In the entries below, replace "place a marker" with "put a pin" wherever it occurs. Reproduce every entry with nothing else altered, and leave out the pictures.

-------- Records for this exercise --------

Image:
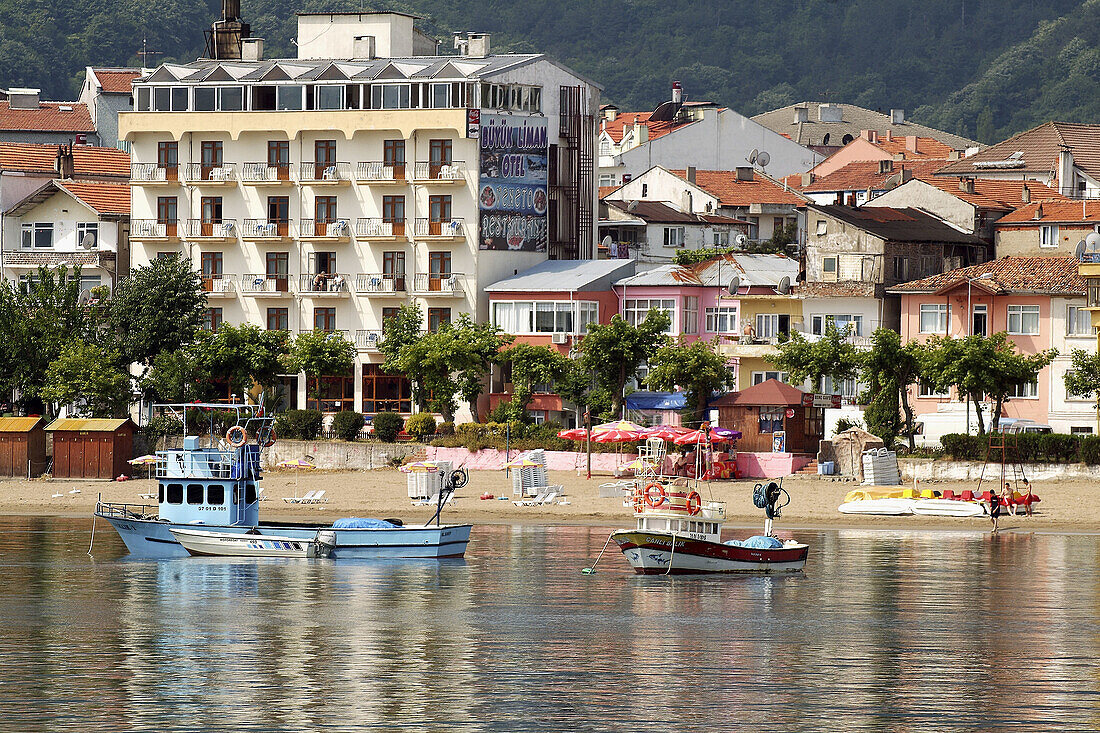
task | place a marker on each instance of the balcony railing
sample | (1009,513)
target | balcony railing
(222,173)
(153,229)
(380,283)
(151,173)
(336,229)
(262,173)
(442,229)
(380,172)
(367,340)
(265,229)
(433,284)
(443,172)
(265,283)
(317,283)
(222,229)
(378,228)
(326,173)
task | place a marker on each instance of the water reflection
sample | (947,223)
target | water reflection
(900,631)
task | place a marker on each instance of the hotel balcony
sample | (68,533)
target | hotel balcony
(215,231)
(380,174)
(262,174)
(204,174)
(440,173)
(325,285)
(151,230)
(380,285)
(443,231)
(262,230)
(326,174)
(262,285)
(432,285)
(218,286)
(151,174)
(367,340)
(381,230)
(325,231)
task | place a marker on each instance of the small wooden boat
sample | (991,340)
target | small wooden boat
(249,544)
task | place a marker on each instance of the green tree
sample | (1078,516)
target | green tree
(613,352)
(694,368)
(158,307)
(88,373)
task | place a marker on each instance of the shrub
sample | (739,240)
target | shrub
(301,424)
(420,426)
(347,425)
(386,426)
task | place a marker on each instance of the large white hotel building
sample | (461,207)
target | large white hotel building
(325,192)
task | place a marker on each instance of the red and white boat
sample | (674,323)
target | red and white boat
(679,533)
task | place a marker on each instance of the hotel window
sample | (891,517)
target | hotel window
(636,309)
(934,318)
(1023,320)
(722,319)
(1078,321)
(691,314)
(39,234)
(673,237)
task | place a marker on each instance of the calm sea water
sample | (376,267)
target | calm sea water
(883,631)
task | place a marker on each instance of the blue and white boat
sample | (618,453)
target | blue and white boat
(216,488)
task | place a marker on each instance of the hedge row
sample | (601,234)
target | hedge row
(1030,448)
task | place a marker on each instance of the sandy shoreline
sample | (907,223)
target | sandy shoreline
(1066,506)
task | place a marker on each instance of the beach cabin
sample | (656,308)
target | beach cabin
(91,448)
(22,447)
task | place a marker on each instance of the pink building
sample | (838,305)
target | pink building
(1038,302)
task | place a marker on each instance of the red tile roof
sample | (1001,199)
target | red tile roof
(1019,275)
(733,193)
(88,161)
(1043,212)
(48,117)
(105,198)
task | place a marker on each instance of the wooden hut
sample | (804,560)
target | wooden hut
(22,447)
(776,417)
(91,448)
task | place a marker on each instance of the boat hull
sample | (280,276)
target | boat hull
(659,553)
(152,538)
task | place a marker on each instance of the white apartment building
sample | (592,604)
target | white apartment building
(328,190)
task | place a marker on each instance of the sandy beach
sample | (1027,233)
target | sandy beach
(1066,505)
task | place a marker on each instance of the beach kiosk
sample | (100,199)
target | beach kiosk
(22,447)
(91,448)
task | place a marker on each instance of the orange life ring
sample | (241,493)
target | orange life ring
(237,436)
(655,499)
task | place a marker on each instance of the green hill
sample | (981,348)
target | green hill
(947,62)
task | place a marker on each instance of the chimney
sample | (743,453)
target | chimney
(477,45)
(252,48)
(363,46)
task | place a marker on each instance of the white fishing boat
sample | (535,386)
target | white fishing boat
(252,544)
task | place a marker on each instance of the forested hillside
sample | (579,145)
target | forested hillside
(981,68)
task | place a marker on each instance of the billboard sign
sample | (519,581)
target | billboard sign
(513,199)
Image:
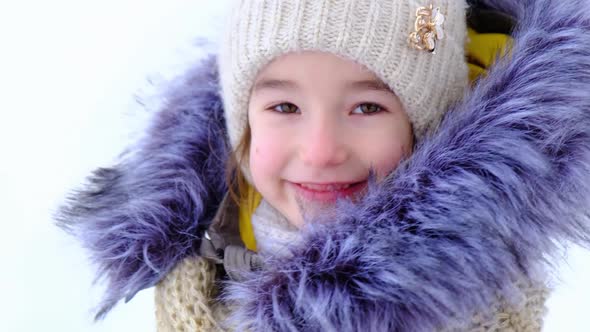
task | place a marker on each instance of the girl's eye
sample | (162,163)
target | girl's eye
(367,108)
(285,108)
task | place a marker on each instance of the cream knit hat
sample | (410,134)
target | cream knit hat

--------

• [Result]:
Image:
task | put a pin on each instance of the balcony railing
sample | (1009,513)
target | balcony railing
(222,173)
(153,229)
(380,283)
(151,173)
(336,229)
(262,173)
(442,229)
(380,172)
(367,340)
(265,229)
(433,284)
(443,172)
(265,283)
(317,283)
(222,229)
(378,228)
(326,173)
task | put a pin on each instance of the water reflection
sample | (947,223)
target | water reflection
(900,631)
task | put a pin on each instance of the hotel balcony
sample | (68,533)
target | hotel balcony
(215,231)
(380,174)
(262,174)
(204,174)
(440,173)
(325,285)
(151,230)
(380,285)
(443,231)
(262,230)
(326,174)
(262,285)
(432,285)
(218,286)
(151,174)
(367,340)
(381,230)
(325,231)
task | put a pin on each instance of the small wooden boat
sample | (991,340)
target | small wooden boat
(249,544)
task | put a pin on each instance of the green tree
sample | (1078,516)
target | green tree
(613,352)
(694,368)
(158,307)
(88,373)
task | put a pin on each instance of the shrub
sample | (739,240)
target | shrub
(301,424)
(420,426)
(347,425)
(386,426)
task | put a pin on each instance of the large white hotel building
sample | (461,207)
target | large white hotel building
(325,192)
task | put a pin on each instance of the red and white boat
sample | (674,323)
target | red and white boat
(679,533)
task | put a pin on each instance of the hotel window
sample | (891,517)
target | hotel window
(636,309)
(934,318)
(1023,320)
(722,319)
(1078,321)
(691,314)
(39,234)
(673,237)
task | put a pin on each instance of the calm sea water
sample | (376,267)
target | calm sea water
(883,631)
task | put a pin on each instance of the blue and white boat
sample | (618,453)
target | blue and white boat
(216,488)
task | put a pin on each instance of the hedge row
sample | (601,234)
target | hedge row
(1030,448)
task | put a pin on each instance of the sandy shoreline
sample | (907,223)
target | sandy shoreline
(1066,506)
task | put a pin on each instance of the beach cabin
sample | (656,308)
target | beach cabin
(91,448)
(22,447)
task | put a pin on each instance of the pink building
sample | (838,305)
target | pink building
(1038,302)
task | put a pin on each instance of the red tile roof
sample | (1001,199)
target | red tile roof
(1019,275)
(733,193)
(88,161)
(1043,212)
(48,117)
(105,198)
task | put a pin on each instance of the wooden hut
sample | (804,560)
target | wooden hut
(22,447)
(776,417)
(91,448)
task | put a pin on each instance of the boat hull
sample | (280,276)
target | boat hull
(659,553)
(152,538)
task | put a pin on each instance of the white apartment building
sample | (592,604)
target | white apartment building
(328,190)
task | put a pin on each instance of the sandy beach
sample | (1027,233)
target | sandy beach
(1066,505)
task | put a pin on each instance of the beach kiosk
sample | (100,199)
target | beach kiosk
(22,447)
(91,448)
task | put a pin on each instance of the orange life ring
sample | (241,493)
target | orange life ring
(237,436)
(655,499)
task | put a pin on each instance of the green hill
sample | (981,348)
target | green hill
(947,62)
task | put a pin on each instance of the chimney
sample | (743,453)
target | chimney
(477,45)
(252,48)
(363,46)
task | put a pin on each instance of the white fishing boat
sample | (535,386)
target | white fishing boat
(252,544)
task | put a pin on each instance of the forested hillside
sample | (579,145)
target | forested hillside
(981,68)
task | put a pin on each instance of the billboard sign
sample | (519,581)
target | billboard sign
(513,199)
Image:
task | put a pin on each instance of the girl's eye
sample | (162,163)
target | girl's eye
(367,108)
(285,108)
task | put a pin on each instance of the cream knit hat
sample | (410,134)
target | cream knit hat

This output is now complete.